[Source data]

== Segment start ==

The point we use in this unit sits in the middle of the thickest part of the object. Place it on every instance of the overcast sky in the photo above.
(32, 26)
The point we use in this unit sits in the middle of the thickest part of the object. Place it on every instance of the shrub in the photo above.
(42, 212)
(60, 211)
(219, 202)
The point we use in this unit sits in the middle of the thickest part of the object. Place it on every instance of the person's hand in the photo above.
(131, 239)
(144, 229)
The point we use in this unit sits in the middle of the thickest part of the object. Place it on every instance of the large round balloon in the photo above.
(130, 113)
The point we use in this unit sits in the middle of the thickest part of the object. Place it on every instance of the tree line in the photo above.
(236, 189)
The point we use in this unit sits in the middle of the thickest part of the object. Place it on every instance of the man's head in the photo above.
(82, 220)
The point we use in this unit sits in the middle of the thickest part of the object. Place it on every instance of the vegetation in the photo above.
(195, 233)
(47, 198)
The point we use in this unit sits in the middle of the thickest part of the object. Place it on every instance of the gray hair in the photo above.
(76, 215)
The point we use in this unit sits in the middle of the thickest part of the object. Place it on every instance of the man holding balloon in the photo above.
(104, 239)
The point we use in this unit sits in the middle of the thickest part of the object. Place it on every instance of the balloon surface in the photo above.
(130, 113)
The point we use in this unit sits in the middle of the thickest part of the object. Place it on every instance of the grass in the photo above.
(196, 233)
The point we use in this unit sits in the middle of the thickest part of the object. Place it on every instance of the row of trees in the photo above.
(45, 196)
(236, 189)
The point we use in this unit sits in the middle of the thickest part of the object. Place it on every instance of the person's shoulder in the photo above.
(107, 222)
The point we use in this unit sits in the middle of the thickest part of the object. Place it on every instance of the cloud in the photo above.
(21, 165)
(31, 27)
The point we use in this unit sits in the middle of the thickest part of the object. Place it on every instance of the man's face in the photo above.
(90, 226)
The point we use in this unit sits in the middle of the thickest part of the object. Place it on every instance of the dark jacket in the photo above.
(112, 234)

== Segment end ==

* WHAT THE TASK ASKS
Once you have read the data, reproduce all of it exactly.

* TASK RESPONSE
The point we use in this unit sits in the middle of the thickest part of the object. Place it on every instance of the overcast sky in the photo above.
(32, 26)
The point we use in this unit sits in the middle of the thickest part of the object. Place it on every instance of the shrub in the photo above.
(42, 212)
(60, 211)
(219, 202)
The point we use in this unit sits in the middle of the thickest part of the object. Place it on every instance of the person's hand in the photo above.
(131, 239)
(144, 229)
The point we use in this unit sits in the middle of the thickest part of the object. Place it on every instance of the large round balloon in the photo above.
(130, 113)
The point we use in this unit sits in the middle of the thickest part of the object. Place it on every instance of the tree line in the photo above.
(236, 189)
The point we use in this unit sits in the middle of the thickest part of the object. Place it on every instance of the man's head in the photo above.
(82, 220)
The point we use in this unit sits in the middle of the thickest part of the object. Place it on every instance of the vegetation in the photo above.
(195, 233)
(47, 198)
The point we use in this unit sits in the middle of the thickest part of the object. Place it on every instance of the gray hair in the photo above.
(76, 215)
The point we use in this unit sits in the middle of the thickest part of the object. Place it on every instance of the man holding balloon in the photo above.
(104, 239)
The point we use in this unit sits in the middle of the thickest part of the object. Place it on every instance of the balloon surface in the photo above.
(130, 113)
The point we use in this unit sits in the middle of the thickest part of the object. Place it on every instance of the grass in the photo above.
(196, 233)
The point we use in this unit sits in the middle of the thickest part of the object. Place it on every instance of the row of trees in the photo above.
(45, 196)
(236, 189)
The point we use in this unit sits in the middle of the thickest part of the object. Place it on every instance of the person's shoulder in the photo above.
(107, 222)
The point we use in this unit sits in the middle of the thickest part of the object. Place it on every instance of the cloud in the photo above.
(21, 165)
(31, 27)
The point we use in this unit sits in the middle of the thickest part of the object. Place it on every instance of the man's face in the photo above.
(90, 226)
The point we use in this unit sits in the middle of the thickest part of the object. Place it on every instance of the dark jacket in the photo above.
(112, 234)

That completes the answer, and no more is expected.